## STATED GOAL 1
Answer these questions about the data downloading notebook:
(a) Which course is the final project for?
(b) What is the name of the folder to be created from the `midiclassics.zip` file?
(c) Which dataset identifier does the code pass to `kagglehub.dataset_download`?
## STATED GOAL 2
Can you sum up the data downloading notebook in two sentences?
## STATED GOAL 3
Would you resume the data downloading notebook after its final line of code?

# Final Project - Data Downloading
- Course: AAI-511-Neural Networks
- Institution: University of San Diego
- Professor: Kahila Mokhtari Jadid
- Group 4 Members: 
    * Lucas Young
    * Titouan Margret
    * Juan Pablo Triana Martinez

The following jupyter notebook would contain a detailed version on the following:
1. Using `kagglehub`, download the dataset into a data folder outside the notebooks directory.
2. from the `data.zip` file, select the `midiclassics.zip` file and create a folder called project_data, divided into:
    - Midi files for Bach.
    - Midi files for Beethoven.
    - Midi files for Chopin
    - Midi files for Mozart
3. Using `mido`, read the files of the following 4 composers.

In [13]:
import sys, site, pprint
print("Notebook is running from:", sys.executable)
pprint.pprint(site.getsitepackages())      # optional: shows where it looks for packages


Notebook is running from: /Users/lucasyoung/MSAAI-511-group-4/msaa511_env/bin/python
['/Users/lucasyoung/MSAAI-511-group-4/msaa511_env/lib/python3.12/site-packages']


In [14]:
# Import necessary modules
import kagglehub
from pathlib import Path
import os

In [15]:
# Obtain current path and data folder path
curr_path = Path.cwd()
data_path = curr_path.parent / "data"

#Setup download path to specific data fold (GENUIENLY, Why Kaggelhub :) )
os.environ["KAGGLEHUB_CACHE"] = data_path.__str__()

if data_path.exists():
    print(f"{data_path}: Already exists, no need to create a new one")
else:
    data_path.mkdir(parents=True, exist_ok=True)

# Download latest version
path = kagglehub.dataset_download("blanderbuss/midi-classic-music")

Pointing dataset records:
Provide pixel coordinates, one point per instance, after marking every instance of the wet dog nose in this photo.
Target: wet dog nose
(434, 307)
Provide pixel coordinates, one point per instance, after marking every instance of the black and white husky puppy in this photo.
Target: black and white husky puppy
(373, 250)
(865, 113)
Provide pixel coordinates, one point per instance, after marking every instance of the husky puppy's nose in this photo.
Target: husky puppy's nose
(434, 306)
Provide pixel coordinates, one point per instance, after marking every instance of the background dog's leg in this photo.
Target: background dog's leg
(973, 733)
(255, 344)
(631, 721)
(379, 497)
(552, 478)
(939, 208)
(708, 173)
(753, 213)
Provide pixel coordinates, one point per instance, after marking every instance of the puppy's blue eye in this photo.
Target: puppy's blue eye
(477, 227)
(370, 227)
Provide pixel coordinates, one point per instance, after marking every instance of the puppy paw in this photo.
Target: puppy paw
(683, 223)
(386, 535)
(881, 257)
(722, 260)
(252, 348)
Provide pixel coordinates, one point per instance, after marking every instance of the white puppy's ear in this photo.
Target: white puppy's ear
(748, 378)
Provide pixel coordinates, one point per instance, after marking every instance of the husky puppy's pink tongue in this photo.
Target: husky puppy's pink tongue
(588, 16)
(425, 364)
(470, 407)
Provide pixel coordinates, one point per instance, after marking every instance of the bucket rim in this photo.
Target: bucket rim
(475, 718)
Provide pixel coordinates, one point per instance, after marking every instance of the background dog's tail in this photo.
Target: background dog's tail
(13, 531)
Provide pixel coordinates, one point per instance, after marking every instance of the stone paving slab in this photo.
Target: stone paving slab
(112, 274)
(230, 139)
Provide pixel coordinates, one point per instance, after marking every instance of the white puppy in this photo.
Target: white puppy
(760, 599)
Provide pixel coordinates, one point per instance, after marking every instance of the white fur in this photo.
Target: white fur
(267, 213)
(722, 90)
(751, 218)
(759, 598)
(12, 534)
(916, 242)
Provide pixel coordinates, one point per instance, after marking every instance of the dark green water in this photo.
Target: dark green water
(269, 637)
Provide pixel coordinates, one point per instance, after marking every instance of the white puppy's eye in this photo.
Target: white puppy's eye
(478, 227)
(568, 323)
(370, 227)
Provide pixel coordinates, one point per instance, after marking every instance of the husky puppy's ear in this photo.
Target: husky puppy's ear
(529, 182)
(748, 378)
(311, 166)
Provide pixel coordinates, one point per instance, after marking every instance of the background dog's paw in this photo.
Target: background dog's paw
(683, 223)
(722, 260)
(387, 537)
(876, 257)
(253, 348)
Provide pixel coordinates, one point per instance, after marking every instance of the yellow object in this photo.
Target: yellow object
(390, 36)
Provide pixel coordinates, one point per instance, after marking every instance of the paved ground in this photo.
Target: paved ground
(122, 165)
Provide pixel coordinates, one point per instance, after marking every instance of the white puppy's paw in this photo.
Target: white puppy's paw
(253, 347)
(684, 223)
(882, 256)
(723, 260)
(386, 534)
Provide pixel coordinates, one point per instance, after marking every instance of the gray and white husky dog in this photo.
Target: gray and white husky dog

## EXERCISE OUTPUT 1
(a) AAI-511-Neural Networks
(b) project_data
(c) "blanderbuss/midi-classic-music"

## EXERCISE OUTPUT 2
This University of San Diego notebook, a final project by Group 4 for AAI-511-Neural Networks, plans three steps: download a dataset with `kagglehub`, sort the MIDI files of Bach, Beethoven, Chopin and Mozart into a project_data folder, and read those files with `mido`. Its code prints the Python environment in use, points the `kagglehub` cache to a data folder one level above the current directory, creates that folder if it does not exist, and downloads the "blanderbuss/midi-classic-music" dataset.

## EXERCISE OUTPUT 3
print("Path to dataset files:", path)

Downloading from https://www.kaggle.com/api/v1/datasets/download/blanderbuss/midi-classic-music?dataset_version_number=1...


100%|██████████| 68.2M/68.2M [00:12<00:00, 5.65MB/s]

Extracting files...





Path to dataset files: /Users/lucasyoung/MSAAI-511-group-4/data/datasets/blanderbuss/midi-classic-music/versions/1


### Well! We have the following:
`data -> datasets -> blanderbuss -> midi-classic -> versions -> 1 -> midiclassics`

Inside this directory called `midiclassics`, we want to retrieve the midi files of:
- Midi files for Bach.
- Midi files for Beethoven.
- Midi files for Chopin
- Midi files for Mozart

Where each composer is a directory with an uneven amount of MIDI files and zip files that contain more midi files!

### Let's create a class to retrieve the data

In [16]:
from typing import List, Tuple
class DataRetriever:
    '''
    Class that would access a data folder
    containg multiple directories and zip files,
    where we would retrieve the MIDI files from:
        - Bach
        - Beethoven
        - Chopin
        - Mozart
    
    Args:
        data_path: pathlib path to the data folder where the data is contained
    
    Returns:
        retrieved_path: pathlib path where all the midi files of the 4 desired
        composers are.
    
    Example:
        retriever = DataRetriever(data_path = set_path)
        retrieved_path = retriever.subdivide_data()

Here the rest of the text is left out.